_What you will do_
Continue the article on the Supreme Court case Wilson v. Layne, picking up after its last sentence.

_Quoted passage_
::::::

- Supreme Court of the United States

Argued March 24, 1999 Decided May 24, 1999
- Full case name: Wilson et al. v. Layne, Deputy United States Marshal, et al.
- Docket no.: 98-83
- Citations: 526 U.S. 603 (more)
- Argument: Oral argument

Case history
- Prior: 141 F.3d 111 (4th Cir. 2004); cert. granted, 526 U.S. 603 (1999).

Holding
- Police officers who invite independent representatives of the media to a search of a private household do not serve a legitimate government interest and violate the Fourth Amendment, because publicity is not a legitimate government interest in the execution of a search warrant.

Court membership
- Chief Justice William Rehnquist Associate Justices John P. Stevens · Sandra Day O'Connor Antonin Scalia · Anthony Kennedy David Souter · Clarence Thomas Ruth Bader Ginsburg · Stephen Breyer

Case opinions
- Majority: Rehnquist, joined by O'Connor, Scalia, Kennedy, Souter, Thomas, Ginsburg, Breyer
- Concur/dissent: Stevens

Laws applied
- U.S. Const. amend. IV

= Wilson v. Layne =

1999 United States Supreme Court case

Wilson v. Layne, 526 U.S. 603 (1999) was a decision by the Supreme Court of the United States that unanimously held the entrance of a third-party not directly involved in aiding a search warrant into a private household unconstitutional. Sparked by a case where law enforcement officers were accompanied by the press during the execution of a warrant, the Court ruled that bringing along independent representatives of the media during the search of a private household does not serve a legitimate government interest and violates the Fourth Amendment, as such a third party does not legitimately contribute to the objectives of a search warrant.

::::::

_Data below_
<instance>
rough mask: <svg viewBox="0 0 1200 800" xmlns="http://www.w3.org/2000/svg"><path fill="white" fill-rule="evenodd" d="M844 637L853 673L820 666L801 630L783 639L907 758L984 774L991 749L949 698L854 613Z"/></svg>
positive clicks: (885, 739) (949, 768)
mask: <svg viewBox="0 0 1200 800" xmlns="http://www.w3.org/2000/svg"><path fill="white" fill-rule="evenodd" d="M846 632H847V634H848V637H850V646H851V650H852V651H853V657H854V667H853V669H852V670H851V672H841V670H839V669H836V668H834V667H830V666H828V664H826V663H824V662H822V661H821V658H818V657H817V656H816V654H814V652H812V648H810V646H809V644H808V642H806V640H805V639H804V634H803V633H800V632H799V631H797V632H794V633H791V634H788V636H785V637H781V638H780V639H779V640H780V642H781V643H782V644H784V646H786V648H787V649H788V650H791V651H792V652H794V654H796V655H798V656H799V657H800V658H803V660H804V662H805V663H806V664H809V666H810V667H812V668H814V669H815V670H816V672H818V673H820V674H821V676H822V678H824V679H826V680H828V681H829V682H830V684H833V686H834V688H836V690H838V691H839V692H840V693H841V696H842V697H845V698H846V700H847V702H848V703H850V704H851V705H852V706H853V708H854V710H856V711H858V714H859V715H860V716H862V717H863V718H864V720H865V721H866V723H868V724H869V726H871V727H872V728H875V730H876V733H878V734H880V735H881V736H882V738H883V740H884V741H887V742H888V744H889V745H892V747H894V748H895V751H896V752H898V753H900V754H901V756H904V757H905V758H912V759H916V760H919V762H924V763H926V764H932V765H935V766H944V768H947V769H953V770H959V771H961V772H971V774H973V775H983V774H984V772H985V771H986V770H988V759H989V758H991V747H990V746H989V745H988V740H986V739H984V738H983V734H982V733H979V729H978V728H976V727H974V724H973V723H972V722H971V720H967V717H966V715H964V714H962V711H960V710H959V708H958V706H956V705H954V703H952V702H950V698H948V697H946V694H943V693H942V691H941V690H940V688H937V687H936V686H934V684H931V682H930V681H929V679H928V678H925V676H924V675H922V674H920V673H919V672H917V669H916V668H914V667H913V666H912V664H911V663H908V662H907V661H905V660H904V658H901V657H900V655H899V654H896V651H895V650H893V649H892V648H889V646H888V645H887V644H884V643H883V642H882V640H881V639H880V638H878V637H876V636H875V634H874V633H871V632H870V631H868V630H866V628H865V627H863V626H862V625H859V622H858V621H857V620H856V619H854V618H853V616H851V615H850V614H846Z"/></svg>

::::::

_Exercise output_
==Background==
On April 19, 1992, after identifying a fugitive in violation of a probation for felony charges of robbery and assault, law enforcement arrived with a warrant from the Circuit Court for Montgomery County, Maryland. Followed by a photographer and journalist from the Washington Post that Deputy Marshals had invited under a ride-along policy, officers entered the household, and after learning that the suspect was absent, left the building.

The reporters took several photographs during the execution of the warrant but were not directly involved thereof, leading to a Fourth Amendment lawsuit. Following the denial of summary judgement by the District Court, the Fourth Circuit reversed said decision under qualified immunity because the Fourth Amendment right brought up by the petitioners was not clearly established, but did not rule on the constitutionality of the officers' actions.

Four different rulings from various federal Court of Appeals circuits, including the Wilson case, split on the issue of whether qualified immunity applied to media ride-alongs. After the two most recent of the four reached the Supreme Court, it granted certiorari, with oral arguments heard on March 24, 1999. Former Assistant Attorney General for the Civil Division Richard K. Willard argued the case for the petitioners, while Assistant Attorney General of Maryland Lawrence P. Fletcher-Hill represented the state respondents. One of the four rulings, Hanlon v. Berger, was granted certiorari and consolidated for oral arguments with Wilson. The two other related cases, Ayeni v. Mottola from the Second Circuit and Parker v. Boyer from the Eighth Circuit, were denied certiorari under qualified immunity in 1995 and 1997 respectively prior to the Court's ruling in the two latter cases.

==Opinion of the Court==
On May 24, 1999, the Supreme Court ruled in favor of the petitioners, with Chief Justice William Rehnquist delivering the unanimous opinion regarding Part I and Part II (on the facts of the case and findings regarding the Fourth Amendment respectively) of the ruling, as well as the opinion of the Court for Part III (on the applicability of qualified immunity), which was dissented solely by Justice John Paul Stevens. The Court affirmed the Fourth Circuit's decision on qualified immunity while ruling the permitted accompaniment of law enforcement by a third party unrelated to the serving of a search warrant unconstitutional under the Fourth Amendment.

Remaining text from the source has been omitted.